§ Problem requirements
Return each record shown beneath, word for word.

Saved data entries:
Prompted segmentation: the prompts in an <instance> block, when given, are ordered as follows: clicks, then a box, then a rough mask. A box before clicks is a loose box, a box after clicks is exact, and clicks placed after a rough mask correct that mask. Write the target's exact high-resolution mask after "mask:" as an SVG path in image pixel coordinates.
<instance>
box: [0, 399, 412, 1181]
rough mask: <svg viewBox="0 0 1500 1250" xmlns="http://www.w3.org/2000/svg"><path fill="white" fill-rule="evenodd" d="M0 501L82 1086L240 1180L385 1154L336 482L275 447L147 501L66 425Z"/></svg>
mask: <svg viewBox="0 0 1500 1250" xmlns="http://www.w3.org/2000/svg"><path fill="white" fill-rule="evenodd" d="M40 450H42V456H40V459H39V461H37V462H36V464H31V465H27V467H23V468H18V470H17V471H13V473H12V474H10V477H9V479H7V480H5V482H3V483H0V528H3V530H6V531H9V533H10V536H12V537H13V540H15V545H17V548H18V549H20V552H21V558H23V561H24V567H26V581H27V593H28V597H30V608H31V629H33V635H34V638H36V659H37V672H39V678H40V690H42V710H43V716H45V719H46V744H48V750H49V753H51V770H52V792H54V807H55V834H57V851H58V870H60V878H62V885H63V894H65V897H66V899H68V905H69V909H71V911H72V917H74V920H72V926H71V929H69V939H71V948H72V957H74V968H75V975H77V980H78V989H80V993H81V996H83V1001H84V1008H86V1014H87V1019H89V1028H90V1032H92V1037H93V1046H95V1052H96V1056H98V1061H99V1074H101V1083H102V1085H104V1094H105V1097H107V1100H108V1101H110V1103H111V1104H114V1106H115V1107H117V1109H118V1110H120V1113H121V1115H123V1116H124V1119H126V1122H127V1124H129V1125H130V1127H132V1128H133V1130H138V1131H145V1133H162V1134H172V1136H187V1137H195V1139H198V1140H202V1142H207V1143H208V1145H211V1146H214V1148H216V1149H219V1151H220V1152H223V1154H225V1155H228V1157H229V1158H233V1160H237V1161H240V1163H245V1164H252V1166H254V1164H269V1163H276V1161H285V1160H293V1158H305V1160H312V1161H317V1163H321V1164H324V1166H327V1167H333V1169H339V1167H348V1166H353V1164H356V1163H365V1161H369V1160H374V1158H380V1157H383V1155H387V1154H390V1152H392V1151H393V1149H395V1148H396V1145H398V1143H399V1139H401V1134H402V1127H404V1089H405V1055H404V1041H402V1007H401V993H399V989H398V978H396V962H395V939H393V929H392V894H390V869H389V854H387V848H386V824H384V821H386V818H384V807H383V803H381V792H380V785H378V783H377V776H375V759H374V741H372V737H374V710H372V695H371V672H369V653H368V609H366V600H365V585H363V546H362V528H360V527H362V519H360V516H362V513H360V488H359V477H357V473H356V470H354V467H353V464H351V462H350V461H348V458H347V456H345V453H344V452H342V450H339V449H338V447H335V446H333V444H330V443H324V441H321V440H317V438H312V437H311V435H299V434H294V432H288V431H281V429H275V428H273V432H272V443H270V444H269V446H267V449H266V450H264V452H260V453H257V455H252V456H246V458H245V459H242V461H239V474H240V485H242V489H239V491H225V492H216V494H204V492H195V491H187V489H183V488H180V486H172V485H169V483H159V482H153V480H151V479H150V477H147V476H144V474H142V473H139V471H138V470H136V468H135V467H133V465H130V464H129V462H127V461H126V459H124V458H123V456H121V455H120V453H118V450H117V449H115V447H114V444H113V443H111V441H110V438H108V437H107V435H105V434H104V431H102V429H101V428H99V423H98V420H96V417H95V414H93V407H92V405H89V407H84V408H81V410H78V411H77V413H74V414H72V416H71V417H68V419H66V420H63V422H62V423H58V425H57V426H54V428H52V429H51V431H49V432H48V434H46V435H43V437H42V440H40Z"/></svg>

§ Written solution
Prompted segmentation: the prompts in an <instance> block, when given, are ordered as follows: clicks, then a box, then a rough mask. A box before clicks is a loose box, a box after clicks is exact, and clicks placed after a rough mask correct that mask. Write the target's exact high-resolution mask after "mask:" as an SVG path in image pixel coordinates.
<instance>
box: [0, 399, 412, 1181]
rough mask: <svg viewBox="0 0 1500 1250" xmlns="http://www.w3.org/2000/svg"><path fill="white" fill-rule="evenodd" d="M0 501L82 1086L240 1180L385 1154L336 482L275 447L147 501L66 425Z"/></svg>
mask: <svg viewBox="0 0 1500 1250" xmlns="http://www.w3.org/2000/svg"><path fill="white" fill-rule="evenodd" d="M40 450H42V456H40V459H39V461H37V462H36V464H31V465H27V467H23V468H18V470H17V471H13V473H12V474H10V477H9V479H7V480H5V482H3V483H0V528H3V530H6V531H9V533H10V536H12V537H13V540H15V545H17V548H18V549H20V552H21V558H23V561H24V567H26V581H27V593H28V597H30V608H31V629H33V635H34V638H36V659H37V672H39V678H40V690H42V710H43V716H45V719H46V744H48V750H49V753H51V770H52V792H54V807H55V834H57V851H58V870H60V878H62V885H63V894H65V897H66V899H68V905H69V909H71V911H72V917H74V920H72V926H71V929H69V939H71V948H72V957H74V968H75V975H77V980H78V989H80V993H81V996H83V1001H84V1008H86V1014H87V1019H89V1028H90V1032H92V1037H93V1046H95V1052H96V1056H98V1061H99V1074H101V1083H102V1085H104V1094H105V1097H107V1100H108V1101H110V1103H111V1104H114V1106H115V1107H117V1109H118V1110H120V1113H121V1115H123V1116H124V1119H126V1122H127V1124H129V1125H130V1127H132V1128H133V1130H138V1131H145V1133H162V1134H172V1136H187V1137H195V1139H198V1140H202V1142H207V1143H208V1145H211V1146H214V1148H216V1149H219V1151H220V1152H223V1154H225V1155H228V1157H229V1158H233V1160H237V1161H240V1163H245V1164H252V1166H254V1164H269V1163H276V1161H285V1160H293V1158H305V1160H312V1161H317V1163H321V1164H324V1166H327V1167H333V1169H339V1167H348V1166H353V1164H356V1163H365V1161H369V1160H374V1158H380V1157H383V1155H387V1154H390V1152H392V1151H393V1149H395V1148H396V1145H398V1143H399V1139H401V1134H402V1127H404V1089H405V1055H404V1041H402V1007H401V993H399V989H398V978H396V962H395V939H393V929H392V894H390V869H389V854H387V848H386V824H384V821H386V818H384V807H383V803H381V792H380V785H378V783H377V776H375V759H374V741H372V737H374V710H372V695H371V672H369V653H368V609H366V600H365V585H363V546H362V528H360V527H362V519H360V516H362V513H360V488H359V477H357V473H356V470H354V467H353V464H351V462H350V461H348V458H347V456H345V453H344V452H342V450H339V449H338V447H335V446H333V444H330V443H324V441H321V440H317V438H312V437H311V435H299V434H294V432H288V431H281V429H275V428H273V432H272V443H270V444H269V446H267V449H266V450H264V452H260V453H257V455H252V456H246V458H245V459H242V461H239V474H240V485H242V489H239V491H225V492H216V494H204V492H195V491H187V489H183V488H180V486H172V485H169V483H159V482H153V480H151V479H150V477H147V476H144V474H142V473H139V471H138V470H136V468H135V467H133V465H130V464H129V462H127V461H126V459H124V458H123V456H121V455H120V453H118V450H117V449H115V447H114V444H113V443H111V441H110V438H108V437H107V435H105V434H104V431H102V429H101V428H99V423H98V420H96V417H95V414H93V407H92V405H89V407H84V408H81V410H78V411H77V413H74V414H72V416H71V417H68V419H66V420H63V422H62V423H58V425H57V426H54V428H52V429H51V431H49V432H48V434H46V435H43V437H42V440H40Z"/></svg>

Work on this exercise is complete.